Assignment: Take the data below and repeat it exactly.

(Source data)
◆ ◆ ◆ ◆ ◆

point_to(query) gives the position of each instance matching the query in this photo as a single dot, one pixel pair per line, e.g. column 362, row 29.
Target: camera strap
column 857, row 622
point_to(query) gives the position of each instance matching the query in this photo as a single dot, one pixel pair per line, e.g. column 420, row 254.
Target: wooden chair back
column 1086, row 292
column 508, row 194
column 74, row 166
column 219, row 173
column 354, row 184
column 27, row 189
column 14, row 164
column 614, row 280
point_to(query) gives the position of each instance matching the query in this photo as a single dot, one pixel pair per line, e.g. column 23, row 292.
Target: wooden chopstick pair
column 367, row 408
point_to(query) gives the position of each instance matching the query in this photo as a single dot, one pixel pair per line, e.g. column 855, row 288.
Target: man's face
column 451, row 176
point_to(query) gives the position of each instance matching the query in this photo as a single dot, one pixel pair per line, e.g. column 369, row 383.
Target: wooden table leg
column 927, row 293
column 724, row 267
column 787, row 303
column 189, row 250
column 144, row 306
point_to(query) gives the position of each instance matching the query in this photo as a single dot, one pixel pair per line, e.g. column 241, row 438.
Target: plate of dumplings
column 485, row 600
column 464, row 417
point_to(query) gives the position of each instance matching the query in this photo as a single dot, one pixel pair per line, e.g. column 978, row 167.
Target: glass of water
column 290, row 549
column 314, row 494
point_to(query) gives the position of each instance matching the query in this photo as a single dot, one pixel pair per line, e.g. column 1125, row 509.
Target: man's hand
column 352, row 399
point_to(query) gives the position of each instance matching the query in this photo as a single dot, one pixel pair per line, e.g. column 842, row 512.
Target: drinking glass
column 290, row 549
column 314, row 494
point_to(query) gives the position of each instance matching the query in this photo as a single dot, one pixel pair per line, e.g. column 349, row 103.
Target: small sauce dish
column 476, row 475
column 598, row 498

◆ ◆ ◆ ◆ ◆

Output below:
point_to(query) gives the position of each instance matching the query in this photo as a single dot, one pixel pair per line, e.g. column 362, row 29.
Target: camera strap
column 857, row 622
point_to(query) gives the position of each instance matching the query in this photo as a single dot, one pixel pair per line, e.g. column 420, row 254.
Target: wooden chair back
column 1086, row 292
column 508, row 194
column 74, row 166
column 219, row 173
column 354, row 184
column 27, row 189
column 14, row 164
column 614, row 280
point_to(query) gives the position of each instance matching the query in this photo as a single dot, one pixel pair per line, e.g. column 23, row 292.
Target: wooden chopstick pair
column 367, row 408
point_to(query) gives the position of each instance matching the query in this photo as a single dot, one pixel pair per line, e.g. column 855, row 288.
Target: man's face
column 451, row 176
point_to(query) gives the position of each instance matching the query in this photo as a single dot, one pixel pair per line, e.g. column 369, row 383.
Target: wooden table leg
column 927, row 293
column 724, row 267
column 787, row 303
column 189, row 250
column 144, row 306
point_to(query) gives the position of each instance matching the query in this photo as a single dot, one pixel pair per line, e.g. column 241, row 438.
Target: plate of dumplings
column 485, row 600
column 464, row 417
point_to(query) gives the position of each instance matching the query in this photo as a single dot, one pixel pair per line, e.g. column 978, row 167.
Target: glass of water
column 290, row 549
column 314, row 494
point_to(query) gives the position of each instance matching the query in this photo as a single dot, one pixel pair per line, e.g. column 1125, row 509.
Target: man's hand
column 352, row 399
point_to(query) gives the position of each instance matching the query in this photo as a single dot, one pixel pair per line, e.g. column 842, row 512.
Target: drinking glass
column 290, row 549
column 314, row 494
point_to(query) gives the position of each instance matching the query in this photo as a single dot, one pixel pair per line, e.g. column 349, row 103.
Target: small sauce dish
column 476, row 475
column 598, row 498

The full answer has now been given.